● **Text for analysis**
Africa Practice
Africa UpFront


back to all insights |Published 7th Jun 2023

Since the turn of the year, Senegal has experienced an increase in popular protest and rioting, resulting in a series of deadly clashes. Much of this has been driven by firebrand opposition leader Ousmane Sonko, who has presented himself as President Macky Sall’s principal political antagonist. Sonko has consistently spoken out against the prospect of Sall seeking a third term at elections scheduled for February 2024 – even if the head of state has yet to announce such plans. 

Although Sonko positions himself as a national saviour, he was accused of rape in February 2021 – a critical development that has shaped the country’s politics ever since. His arrest in March 2021 sparked a five-day riot, prompting disgruntled youth reeling from the impact of COVID-19 lockdowns to take to the streets. The rioters chanted “Trop c’est trop!” meaning “Enough is Enough!”. From that moment forward, Sonko became a popular martyr, amassing a cult following, with the mob lending credence to his crusade against President Sall. 

After two years of delays, including two postponements Sonko’s rape case was always going to be highly politicised. The trial finally took place last month, triggering another round of rioting, with Sonko and his supporters maintaining that the legal process is a political witch hunt, engineered to exclude him from standing for the presidency next year. The latest wave of clashes erupted in early June after Sonko’s supporters rejected the court verdict sentencing him and his co-accused, Ndeye Khady Ndiaye, owner of the beauty salon, to two years in prison for “corrupting the youth”. 

Sonko has instrumentalised the court process to serve his political ambitions, encouraging protesters to call for President Macky Sall to step down before the end of his second term in office.  Back in 2021, Sonko called the case a “judicial Bermuda triangle”, accusing the president and the ruling party of colluding with the judiciary. Sonko and his backers are keen to draw comparisons with court processes against other political opponents, including Karim Wade, a former infrastructure minister, and Khalifa Sall, the ex-mayor of Dakar, but this is only part of the story.

When elephants fight, it is the grass that suffers 

In all of this, the woman at the heart of the trial has been marginalised and silenced. The critical issue – rape and sexual assault – has become secondary to political sparring between the two men. Sonko and Sall have been centred in this three-year-long spectacle, while Adij Sarr, the victim has had to live in hiding against the backdrop of death threats and repeated character assassination. Senegal, like most countries in the region, is deeply religious and socially conservative. Sarr worked as a masseuse in a beauty salon –  a modern industry associated with glamour and sensuality – making her an outlier in Senegalese society, which has facilitated victim-blaming.

Meanwhile, Sonko, the man that so many Senegalese young men venerate, has mocked the entire process. Since 2021, Sonko has vehemently denied the rape claim and just last week in an attempt to prove his innocence, Sonko was quoted saying “If I wanted to rape a woman, I wouldn’t choose a brain-damaged monkey”. Statements like these are appalling as they unearth the insidious aspect of rape culture, which dehumanises women.

● **Assigned task A**
Answer these questions about the article on Senegal's protests, one line each:
(i) When was Ousmane Sonko arrested, and how long did the riot it sparked last?
(ii) What sentence did the court give Sonko and Ndeye Khady Ndiaye?
(iii) Where did Adij Sarr work, and in what role?
● **Assigned task B**
List every person named in the article on Senegal's protests.
● **Assigned task C**
Proceed with the article on Senegal's protests, writing on from its final sentence.

● **Provided material**
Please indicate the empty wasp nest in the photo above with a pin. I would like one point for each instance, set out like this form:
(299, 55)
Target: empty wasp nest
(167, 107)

● **Written reply A**
(i) March 2021; five days.
(ii) Two years in prison for "corrupting the youth."
(iii) She worked as a masseuse in a beauty salon.

● **Written reply B**
Ousmane Sonko
Macky Sall
Ndeye Khady Ndiaye
Karim Wade
Khalifa Sall
Adij Sarr

● **Written reply C**
This type of misogyny is pervasive in Senegalese society where sexual assault victims are often belittled and vilified while perpetrators take centre stage and are often let off with a slap on the wrist. The country is making slow progress towards addressing the problem. Senegal only criminalised rape in 2020, and implementing the new law has been a challenge. 

There are indications that culture wars are coming to Senegal, with the population taking sides in high-profile cases. The alleged rape of a 15-year-old girl by the 19-year-old son of a celebrity journalist in May 2021 prompted popular protests, with Senegalese mobilising under the hashtag #JusticePourLouise. However, when, in November 2021, former Miss Senegal Fatima Dione alleged that she was raped and became pregnant during her time as a pageant queen, her revelation was criticised by the President of the beauty pageant organising committee, Amina Badiane. 

Sall and positive masculinity 

President Sall is no innocent bystander in these debates. Like Sonko, he has instrumentalised them for political ends. Sall has presented Senegal as a regional leader in gender empowerment. With women occupying 43% of parliamentary seats, Senegal leads West Africa in women’s political participation and is ranked third on the continent.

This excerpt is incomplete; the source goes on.